WHAT YOU WILL DO: Which lines of the entries contain the word "position"? Please list them.

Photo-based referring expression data
+++

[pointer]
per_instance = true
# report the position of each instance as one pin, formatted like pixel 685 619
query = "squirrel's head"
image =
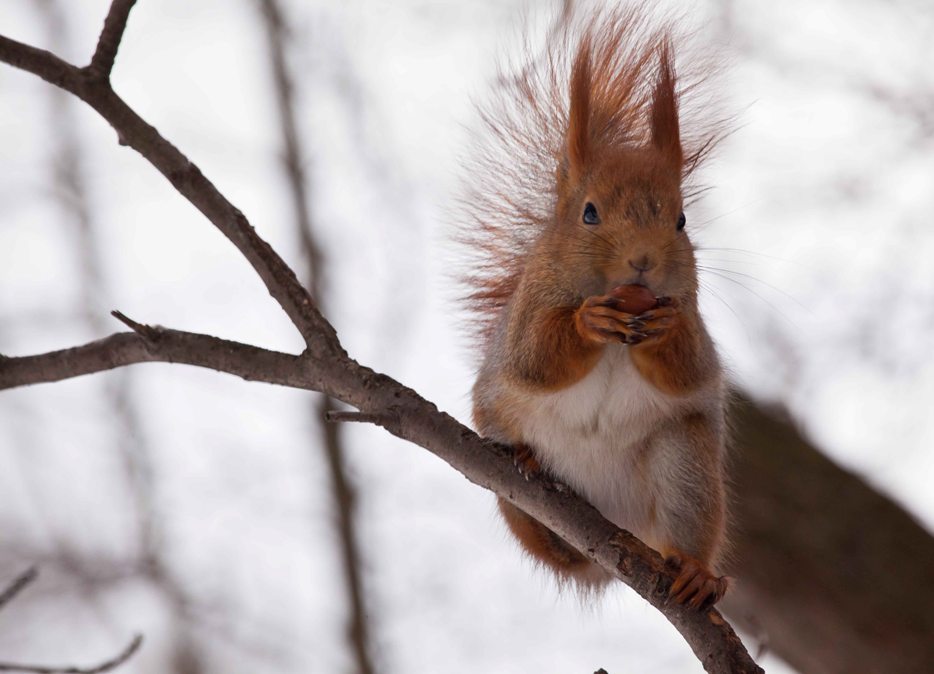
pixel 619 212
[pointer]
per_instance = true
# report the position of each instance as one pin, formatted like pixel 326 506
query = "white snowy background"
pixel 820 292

+++

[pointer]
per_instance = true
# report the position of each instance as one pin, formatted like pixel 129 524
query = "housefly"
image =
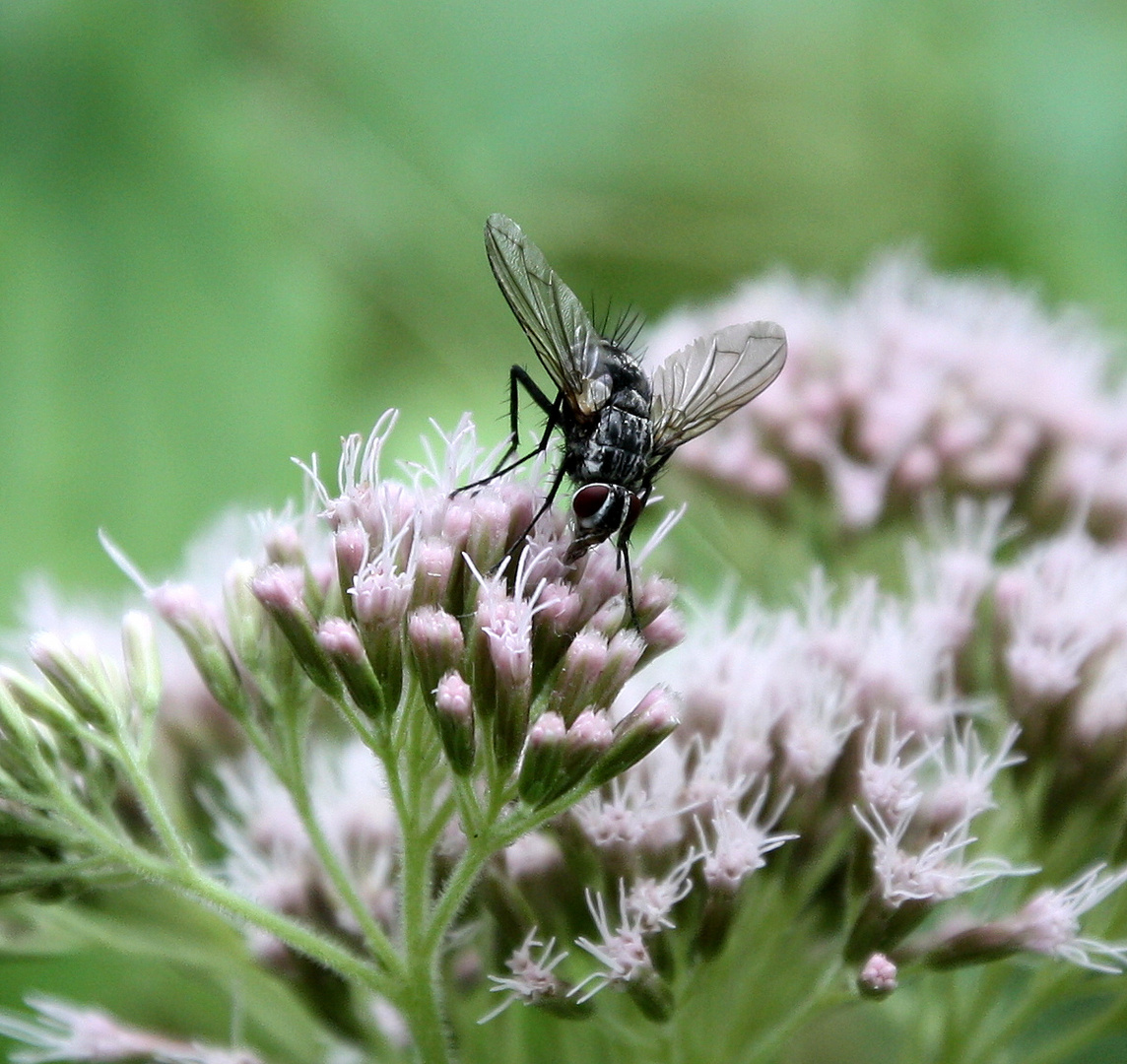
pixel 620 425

+++

EXERCISE RESULT:
# report the position of each instance as one pin, formatted like pixel 685 619
# report the position of each instance as one pin, formatted like pixel 326 506
# report the position of each instance as one pin, formatted like pixel 129 524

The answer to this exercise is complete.